◆ PAGE ◆
**********

We're back for a new round of Dreamstime's Field of View and many thanks for your help in making last month's Field of View campaign such a success! You can see the result of all your great input HERE.

Together you helped create a great resource for the general photographer community as well as promote Dreamstime to drive traffic to the site. Now we'd like to call on you again, for help with the next month's campaign. As Earth Day is fast approaching (April 22), we have chosen an overarching nature theme for these questions. We look forward to hearing your tips on capturing all the beauty that nature has to offer!

Here's the first question:

What are your top tips for capturing detail in nature (individual blades of grass, the texture of tree bark, etc)?
Posted: 03/26/2012, 10:06:03 AM
Ok, to capture nature in detail, a macro lens and a nice tripod are a must, a spray to splash some water drops on the leaves, flowers, etc.. help enhance the image, for insects a faster shutter speed to freeze the moment and a lot of patience, hehe...

To enhance the texture, look for side lighting and enhance contrast in post processing. You can use a fill flash as well (its better when its dettached from the camera) and a reflector to have the light you want if its not there.

When in the woods, look for the macrophotography world, fungus, likens, leaves, its a world to discover,

Leaves look nice backlit against a strong sun, spider webs photograph well when lit against a dark background.

Sun rays inside the woods might look awsome when there is some dust or water in the air (like early mornings).

I hope this helps.
f/4L Canon EF 70-300mm IS/USM f/4-5.6 Canon 100mm f/2.8 USM/Macro ...
Posted: 03/26/2012, 10:31:47 AM
tripod, small reflectors and grey card
Posted: 03/26/2012, 11:10:16 AM
The few that I have in my port were done indoors. I used a lightbox below the subject, overhead umbrella lighting, colored gels, reflectors, macro lens, tripod, shutter cable and lots of bracketing.

**********

◆ PROVIDED ENTRIES ◆

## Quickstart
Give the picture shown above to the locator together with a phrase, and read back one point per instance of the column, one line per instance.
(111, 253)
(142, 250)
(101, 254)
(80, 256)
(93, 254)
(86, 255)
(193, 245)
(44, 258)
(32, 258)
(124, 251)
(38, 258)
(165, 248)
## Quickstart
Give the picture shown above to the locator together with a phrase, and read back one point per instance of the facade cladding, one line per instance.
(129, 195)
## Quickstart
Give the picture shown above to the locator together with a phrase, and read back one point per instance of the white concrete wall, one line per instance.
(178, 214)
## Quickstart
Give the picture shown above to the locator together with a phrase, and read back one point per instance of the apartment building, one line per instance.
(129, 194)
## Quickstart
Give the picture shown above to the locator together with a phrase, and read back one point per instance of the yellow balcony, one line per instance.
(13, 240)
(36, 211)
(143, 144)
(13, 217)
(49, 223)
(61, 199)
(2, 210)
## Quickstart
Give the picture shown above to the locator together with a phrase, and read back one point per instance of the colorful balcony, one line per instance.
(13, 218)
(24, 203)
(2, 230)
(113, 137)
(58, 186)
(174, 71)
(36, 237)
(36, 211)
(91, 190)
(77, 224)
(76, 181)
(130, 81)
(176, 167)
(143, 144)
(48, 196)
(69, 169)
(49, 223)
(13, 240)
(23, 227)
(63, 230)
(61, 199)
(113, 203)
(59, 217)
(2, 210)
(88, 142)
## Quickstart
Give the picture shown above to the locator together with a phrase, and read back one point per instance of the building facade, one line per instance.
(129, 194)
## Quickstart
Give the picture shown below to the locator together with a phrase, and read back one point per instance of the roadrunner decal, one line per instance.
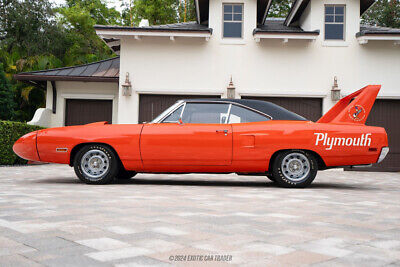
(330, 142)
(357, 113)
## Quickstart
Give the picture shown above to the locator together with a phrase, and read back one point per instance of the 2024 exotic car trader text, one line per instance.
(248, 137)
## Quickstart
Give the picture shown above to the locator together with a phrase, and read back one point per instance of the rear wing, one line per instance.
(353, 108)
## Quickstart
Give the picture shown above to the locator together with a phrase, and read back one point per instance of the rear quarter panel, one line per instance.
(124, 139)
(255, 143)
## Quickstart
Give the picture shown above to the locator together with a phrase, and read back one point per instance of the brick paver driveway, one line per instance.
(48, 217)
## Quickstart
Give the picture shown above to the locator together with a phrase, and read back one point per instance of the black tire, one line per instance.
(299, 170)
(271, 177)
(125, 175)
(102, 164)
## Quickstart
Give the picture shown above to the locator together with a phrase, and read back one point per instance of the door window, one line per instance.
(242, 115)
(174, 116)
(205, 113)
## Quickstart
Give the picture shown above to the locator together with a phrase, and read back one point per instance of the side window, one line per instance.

**********

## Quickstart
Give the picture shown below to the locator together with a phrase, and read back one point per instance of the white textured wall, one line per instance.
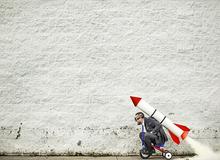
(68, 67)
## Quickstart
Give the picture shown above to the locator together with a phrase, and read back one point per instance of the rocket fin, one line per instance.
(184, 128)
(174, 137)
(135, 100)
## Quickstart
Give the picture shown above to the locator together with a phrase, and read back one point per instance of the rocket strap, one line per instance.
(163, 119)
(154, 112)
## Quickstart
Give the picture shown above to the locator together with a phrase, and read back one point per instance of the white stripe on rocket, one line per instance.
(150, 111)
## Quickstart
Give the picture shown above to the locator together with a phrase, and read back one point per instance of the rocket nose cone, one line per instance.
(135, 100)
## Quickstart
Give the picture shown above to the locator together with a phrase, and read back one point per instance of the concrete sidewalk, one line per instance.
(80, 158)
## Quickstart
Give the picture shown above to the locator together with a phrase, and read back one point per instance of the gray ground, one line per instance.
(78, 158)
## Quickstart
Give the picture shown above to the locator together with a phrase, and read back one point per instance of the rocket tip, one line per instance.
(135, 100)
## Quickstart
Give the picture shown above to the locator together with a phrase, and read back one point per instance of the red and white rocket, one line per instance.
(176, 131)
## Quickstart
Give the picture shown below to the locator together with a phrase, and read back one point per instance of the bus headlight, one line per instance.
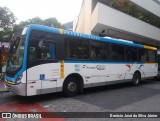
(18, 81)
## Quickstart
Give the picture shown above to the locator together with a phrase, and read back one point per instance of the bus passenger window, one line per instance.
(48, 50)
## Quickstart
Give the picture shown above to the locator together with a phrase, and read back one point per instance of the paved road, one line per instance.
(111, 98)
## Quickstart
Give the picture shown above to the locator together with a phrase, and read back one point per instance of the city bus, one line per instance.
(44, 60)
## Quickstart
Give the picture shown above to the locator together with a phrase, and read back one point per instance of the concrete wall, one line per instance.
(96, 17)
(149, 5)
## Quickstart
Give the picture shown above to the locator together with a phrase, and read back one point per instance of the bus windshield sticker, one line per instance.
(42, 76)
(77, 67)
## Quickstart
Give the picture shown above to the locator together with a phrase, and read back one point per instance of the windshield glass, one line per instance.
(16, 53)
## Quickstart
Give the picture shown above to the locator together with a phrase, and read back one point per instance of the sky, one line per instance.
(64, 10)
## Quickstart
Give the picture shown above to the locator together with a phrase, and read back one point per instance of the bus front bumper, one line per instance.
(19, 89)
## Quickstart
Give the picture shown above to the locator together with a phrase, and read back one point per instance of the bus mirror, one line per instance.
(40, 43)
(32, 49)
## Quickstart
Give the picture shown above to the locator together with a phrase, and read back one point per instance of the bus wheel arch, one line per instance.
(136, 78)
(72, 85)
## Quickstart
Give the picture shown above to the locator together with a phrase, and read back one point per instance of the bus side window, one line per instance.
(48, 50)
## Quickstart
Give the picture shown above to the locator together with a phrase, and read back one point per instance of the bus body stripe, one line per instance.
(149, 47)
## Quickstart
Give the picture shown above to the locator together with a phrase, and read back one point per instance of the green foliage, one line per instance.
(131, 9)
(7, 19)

**********

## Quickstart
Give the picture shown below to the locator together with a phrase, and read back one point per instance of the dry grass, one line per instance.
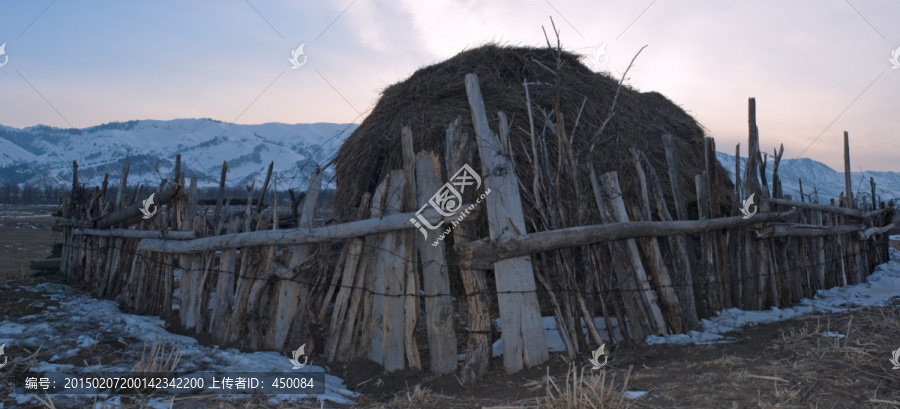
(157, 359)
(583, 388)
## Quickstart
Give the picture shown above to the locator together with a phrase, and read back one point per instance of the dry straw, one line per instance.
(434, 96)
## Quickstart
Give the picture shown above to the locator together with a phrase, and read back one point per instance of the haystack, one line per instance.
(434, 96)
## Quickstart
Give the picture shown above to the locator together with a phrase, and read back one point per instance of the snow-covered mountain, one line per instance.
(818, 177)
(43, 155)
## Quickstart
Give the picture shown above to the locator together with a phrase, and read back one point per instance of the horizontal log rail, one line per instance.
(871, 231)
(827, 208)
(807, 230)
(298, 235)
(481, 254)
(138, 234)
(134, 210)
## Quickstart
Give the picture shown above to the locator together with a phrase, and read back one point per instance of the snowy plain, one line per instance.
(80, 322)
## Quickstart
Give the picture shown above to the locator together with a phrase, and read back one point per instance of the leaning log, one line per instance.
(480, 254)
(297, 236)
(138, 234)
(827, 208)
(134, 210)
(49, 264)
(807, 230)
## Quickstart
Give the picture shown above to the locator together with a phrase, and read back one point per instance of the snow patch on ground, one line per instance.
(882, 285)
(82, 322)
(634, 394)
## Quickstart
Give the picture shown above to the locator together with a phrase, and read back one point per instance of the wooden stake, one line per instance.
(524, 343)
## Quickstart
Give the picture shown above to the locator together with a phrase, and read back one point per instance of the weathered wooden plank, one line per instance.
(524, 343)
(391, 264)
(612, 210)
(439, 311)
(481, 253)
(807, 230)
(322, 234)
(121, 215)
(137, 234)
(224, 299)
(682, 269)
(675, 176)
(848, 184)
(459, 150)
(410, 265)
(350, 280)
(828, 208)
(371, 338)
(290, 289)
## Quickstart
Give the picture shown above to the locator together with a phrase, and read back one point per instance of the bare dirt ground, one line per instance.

**********

◆ PROBLEM SET ◆
A) According to the Dreamstime forum post, what light does the first reply suggest looking for to enhance texture?
B) Return each line in the entries that contains the word "balcony".

◆ FINAL ANSWERS ◆
A) Side lighting.

B)
Give the picture shown above to the locator together with a phrase, and read back one point per instance of the yellow balcony, one line per instance.
Give the picture shown above to the locator together with a phrase, and read back one point per instance of the colorful balcony, one line per instance.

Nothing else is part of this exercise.